— Excerpt provided —
At Bunker Hill in 1726, Colonel Morgan Morgan (1687–1766) founded the first permanent settlement of record in the part of Virginia that became West Virginia during the American Civil War, although that cabin was destroyed in the French and Indian War. Morgan's kinfolk rebuilt the cabin before the American Revolutionary War, and Tory sympathizers killed Morgan's grandson James Morgan near the cabin on what became known as Torytown Creek about four miles outside the Bunker Hill town center, on Runnymeade Street (a/k/a County Route 26 west of town). That cabin (now a small state park) was restored as a Bicentennial project in 1976, using many of its original logs. Now a historically furnished museum, it also serves as headquarters of the Morgan Cabin Committee.

The state of West Virginia erected several monuments to Morgan nearby. Near the town center and a bridge over Mill Creek is Morgan Park, which has a large monument erected to honor the first settler in 1924, as well as two historic markers. Both Morgan and George Washington are also remembered at the Morgan Chapel and Graveyard less than 2 miles from the town center, en route to the Morgan cabin.

Near the Virginia state line, Payne's Chapel United Methodist Church was founded in 1762, rebuilt in brick and dedicated in 1851, but burned down of unknown causes in 1902, only to be rebuilt and rededicated three years later. Several other historic United Methodist churches still stand along Route 11(the Winchester Highway) beginning with Bunker Hill United Methodist Church in town, then Inwood and Darkesville United Methodist churches to the west. Another of the three churches in the historic district, Bunker Hill Presbyterian Church, was built in 1854, rebuilt after heavy damage in the Civil War, and rededicated in 1879. The historic Mt. Tabor Baptist Church, founded in the 1780s slightly outside the modern town (now in Lewisburg, West Virginia), transferred from a white congregation to a black congregation, with judicial permission, after the Civil War.

— Work item —
Write the next part of the passage on Bunker Hill's history, beginning after its final sentence. The lines after this point are separate material and have no connection to the Bunker Hill passage.

Referring-expression pointing data:
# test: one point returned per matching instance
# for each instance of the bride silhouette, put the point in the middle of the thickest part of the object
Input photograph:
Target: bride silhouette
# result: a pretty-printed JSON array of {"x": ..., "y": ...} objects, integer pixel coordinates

— Result of the task —
Bunker Hill's Mill Creek Historic District includes Morgan Park and structures abutting Mill Creek for about five miles, and so includes the town's and Berkeley County's earliest industrial center, three bridges (including the county's first railroad bridge), four mills, and several old residences (including former log cabins and stone structures, some in ruins). The Sherrard Mill became a residence in the 1930s, and only the millrace remains of the Gray Mill. The Bunker Hill Mill, a gristmill that contains 19th and 20th centuries milling equipment, is the only one still in operating condition. That mill constructed in 1738 was rebuilt in 1890 and is now the only mill in the state featuring dual water wheels.

A small Civil War skirmish between the Union Army and the Confederate Army occurred near Bunker Hill on July 17, 1861. Also Confederate General J. Johnston Pettigrew of North Carolina was mortally wounded during his army's retreat to Virginia a few days after the Battle of Gettysburg while redirecting troops from the flooded crossing at Falling Waters, West Virginia, and died at Edgewood Manor in Bunker Hill on July 17, 1863.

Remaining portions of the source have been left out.